Date: 7 Mar 2022 07:42:58
Message: <6225fdd2$1@news.povray.org>
On 3/6/22 08:35, jr wrote:
> if you ever recall why, please tell.  now that I know about it, I do wonder what
> the rationale/potential benefit is when the chunk is not written.

OK. Found my related debugging newsgroup post.

Much more detail on the v3.8/v4.0 sRGB block issue being written nor not 
can be found in a Mar 20, 2021 post to povray.beta-test. "File png/ppm 
gamma issues. v3.8." See:

http://news.povray.org/povray.beta-test/thread/%3C60563168%241%40news.povray.org%3E/

or

Message: <60563168$1@news.povray.org>

The thread started after questions from ingo related to pgm/ppm file 
output. I stumbled across the png sRGB block issue during that work. 
Look for "---  png gamma issue.' for the parts of the original post 
related to png input/output.

The bug amounts to POV-Ray not being consistent with 'itself' with 
respect to png sRGB handling.

Looks like in reading the thread again I never did the detailed work to 
figure out what all changed to cause the sRGB block to be dropped on 
default writes though 'srgb' is our default output/input png gamma 
handling profile.

#### Exercise A
Return each line in the listing below that contains the word "wall".
#### Exercise B
Go on with the newsgroup post about POV-Ray's png sRGB handling, starting after its final sentence.

#### Extracted records
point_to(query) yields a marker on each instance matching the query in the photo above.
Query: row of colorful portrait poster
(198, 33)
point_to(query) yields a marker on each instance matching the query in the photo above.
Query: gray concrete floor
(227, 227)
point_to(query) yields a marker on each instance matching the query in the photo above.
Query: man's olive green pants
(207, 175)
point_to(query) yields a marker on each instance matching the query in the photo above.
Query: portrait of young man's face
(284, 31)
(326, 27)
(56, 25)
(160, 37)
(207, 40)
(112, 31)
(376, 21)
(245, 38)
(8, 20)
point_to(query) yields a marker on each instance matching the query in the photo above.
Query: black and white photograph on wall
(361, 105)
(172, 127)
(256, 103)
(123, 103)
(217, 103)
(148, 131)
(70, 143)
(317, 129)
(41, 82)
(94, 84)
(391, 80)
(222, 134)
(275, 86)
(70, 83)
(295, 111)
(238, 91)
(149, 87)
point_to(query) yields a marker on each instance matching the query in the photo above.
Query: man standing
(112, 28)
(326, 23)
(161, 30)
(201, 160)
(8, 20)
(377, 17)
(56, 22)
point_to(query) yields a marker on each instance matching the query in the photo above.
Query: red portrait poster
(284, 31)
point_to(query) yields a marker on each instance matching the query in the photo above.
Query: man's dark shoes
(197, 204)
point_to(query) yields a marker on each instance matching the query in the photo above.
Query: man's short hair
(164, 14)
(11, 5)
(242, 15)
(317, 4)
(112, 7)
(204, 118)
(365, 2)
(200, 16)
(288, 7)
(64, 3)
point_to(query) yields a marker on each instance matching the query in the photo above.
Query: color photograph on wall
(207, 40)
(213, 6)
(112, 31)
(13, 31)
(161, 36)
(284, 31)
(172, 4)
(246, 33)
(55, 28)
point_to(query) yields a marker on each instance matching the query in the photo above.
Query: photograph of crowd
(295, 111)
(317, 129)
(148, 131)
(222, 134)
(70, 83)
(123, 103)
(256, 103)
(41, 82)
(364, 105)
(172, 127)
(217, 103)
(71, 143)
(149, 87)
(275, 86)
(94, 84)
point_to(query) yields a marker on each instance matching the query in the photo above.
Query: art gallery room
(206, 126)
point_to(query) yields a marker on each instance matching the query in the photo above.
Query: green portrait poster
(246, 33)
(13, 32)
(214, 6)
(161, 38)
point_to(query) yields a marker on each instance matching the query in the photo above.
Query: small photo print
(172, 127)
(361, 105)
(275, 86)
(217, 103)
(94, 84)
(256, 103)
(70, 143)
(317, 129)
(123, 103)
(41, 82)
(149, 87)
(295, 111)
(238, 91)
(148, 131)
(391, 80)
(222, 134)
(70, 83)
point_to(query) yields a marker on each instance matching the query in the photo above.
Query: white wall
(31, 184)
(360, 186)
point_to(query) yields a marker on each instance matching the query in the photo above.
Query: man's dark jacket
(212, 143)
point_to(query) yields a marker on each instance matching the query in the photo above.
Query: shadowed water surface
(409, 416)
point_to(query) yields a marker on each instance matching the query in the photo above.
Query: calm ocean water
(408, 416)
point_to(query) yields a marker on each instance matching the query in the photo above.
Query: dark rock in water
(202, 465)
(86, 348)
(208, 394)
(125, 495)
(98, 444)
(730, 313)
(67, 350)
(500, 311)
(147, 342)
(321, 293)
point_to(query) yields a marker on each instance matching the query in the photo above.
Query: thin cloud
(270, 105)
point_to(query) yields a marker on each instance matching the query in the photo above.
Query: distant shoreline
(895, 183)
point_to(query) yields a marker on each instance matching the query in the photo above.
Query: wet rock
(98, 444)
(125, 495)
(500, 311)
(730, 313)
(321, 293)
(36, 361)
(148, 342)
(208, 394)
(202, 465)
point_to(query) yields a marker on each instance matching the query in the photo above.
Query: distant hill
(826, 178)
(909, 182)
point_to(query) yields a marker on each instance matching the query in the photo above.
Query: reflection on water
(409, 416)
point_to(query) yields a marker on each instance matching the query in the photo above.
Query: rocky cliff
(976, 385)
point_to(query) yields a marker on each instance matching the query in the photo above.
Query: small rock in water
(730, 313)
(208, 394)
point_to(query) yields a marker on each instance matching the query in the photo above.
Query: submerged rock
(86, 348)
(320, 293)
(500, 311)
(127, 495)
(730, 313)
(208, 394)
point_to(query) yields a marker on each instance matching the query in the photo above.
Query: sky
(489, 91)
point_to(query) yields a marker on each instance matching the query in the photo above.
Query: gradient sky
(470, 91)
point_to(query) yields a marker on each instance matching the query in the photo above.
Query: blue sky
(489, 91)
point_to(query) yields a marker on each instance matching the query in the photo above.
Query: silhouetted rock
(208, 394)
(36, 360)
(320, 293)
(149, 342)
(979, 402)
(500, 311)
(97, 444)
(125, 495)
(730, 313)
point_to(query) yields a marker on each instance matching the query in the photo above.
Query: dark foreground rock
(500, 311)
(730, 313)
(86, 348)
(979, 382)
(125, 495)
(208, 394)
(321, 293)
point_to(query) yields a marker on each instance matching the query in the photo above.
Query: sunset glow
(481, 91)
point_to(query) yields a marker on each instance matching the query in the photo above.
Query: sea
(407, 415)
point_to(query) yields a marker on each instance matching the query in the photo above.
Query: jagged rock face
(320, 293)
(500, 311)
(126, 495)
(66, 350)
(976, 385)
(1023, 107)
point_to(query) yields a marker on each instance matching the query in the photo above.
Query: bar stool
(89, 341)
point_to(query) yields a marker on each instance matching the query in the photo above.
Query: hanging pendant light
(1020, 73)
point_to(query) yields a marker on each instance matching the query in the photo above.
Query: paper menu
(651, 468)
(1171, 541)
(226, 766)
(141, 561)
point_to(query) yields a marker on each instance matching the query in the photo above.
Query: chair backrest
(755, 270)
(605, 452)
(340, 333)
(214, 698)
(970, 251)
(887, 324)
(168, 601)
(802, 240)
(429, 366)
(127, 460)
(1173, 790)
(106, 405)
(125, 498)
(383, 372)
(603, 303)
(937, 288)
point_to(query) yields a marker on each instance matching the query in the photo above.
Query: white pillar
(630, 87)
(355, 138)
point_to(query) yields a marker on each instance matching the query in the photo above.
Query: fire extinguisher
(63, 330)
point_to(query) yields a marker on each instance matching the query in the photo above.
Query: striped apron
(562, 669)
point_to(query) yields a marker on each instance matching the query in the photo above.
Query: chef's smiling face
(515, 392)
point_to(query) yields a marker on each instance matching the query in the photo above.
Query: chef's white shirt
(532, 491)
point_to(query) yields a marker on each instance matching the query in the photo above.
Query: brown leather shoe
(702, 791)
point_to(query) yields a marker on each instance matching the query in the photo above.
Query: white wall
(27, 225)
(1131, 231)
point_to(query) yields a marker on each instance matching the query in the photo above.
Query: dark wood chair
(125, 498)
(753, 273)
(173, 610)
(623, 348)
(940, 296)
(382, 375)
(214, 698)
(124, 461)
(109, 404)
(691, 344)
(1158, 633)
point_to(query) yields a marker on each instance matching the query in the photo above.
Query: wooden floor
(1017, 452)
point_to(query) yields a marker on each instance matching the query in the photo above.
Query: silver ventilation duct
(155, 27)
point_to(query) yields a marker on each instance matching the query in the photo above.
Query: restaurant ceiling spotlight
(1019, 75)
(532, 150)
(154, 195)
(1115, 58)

#### Expected answer A
Query: black and white photograph on wall
Query: color photograph on wall
Query: white wall
Query: white wall

#### Expected answer B
I'd spent many days understanding what was happening in detail and 
didn't want to spend hours to days more trying to run down the commit(s) 
where the post v3.7 srgb png output file gamma handling broke. I just 
fixed the issue - which explains why I couldn't remember the detailed 
causes(a)!

(a) This time it might not have been my old failing brain! Of course, I 
didn't remember I hadn't dug enough to determine exactly how we got into 
the buggy state... ;-)

I know clipka worked quite a bit on the image file handling code over 
years while working toward v3.71/v3.8(v4.0). It was likely broken 
sometime during those changes.

Aside: Because broken v3.71/v3.8/v4.0 versions do still write a gamma 
2.2 chunk, the differences visually be will be small / hard to 'see' - 
they're at the dark end. This probably why the bug went years not 
getting picked up. It's one of those insidious subtle bugs that cause 
confusing / hair pulling results when they do bite.

Bill P.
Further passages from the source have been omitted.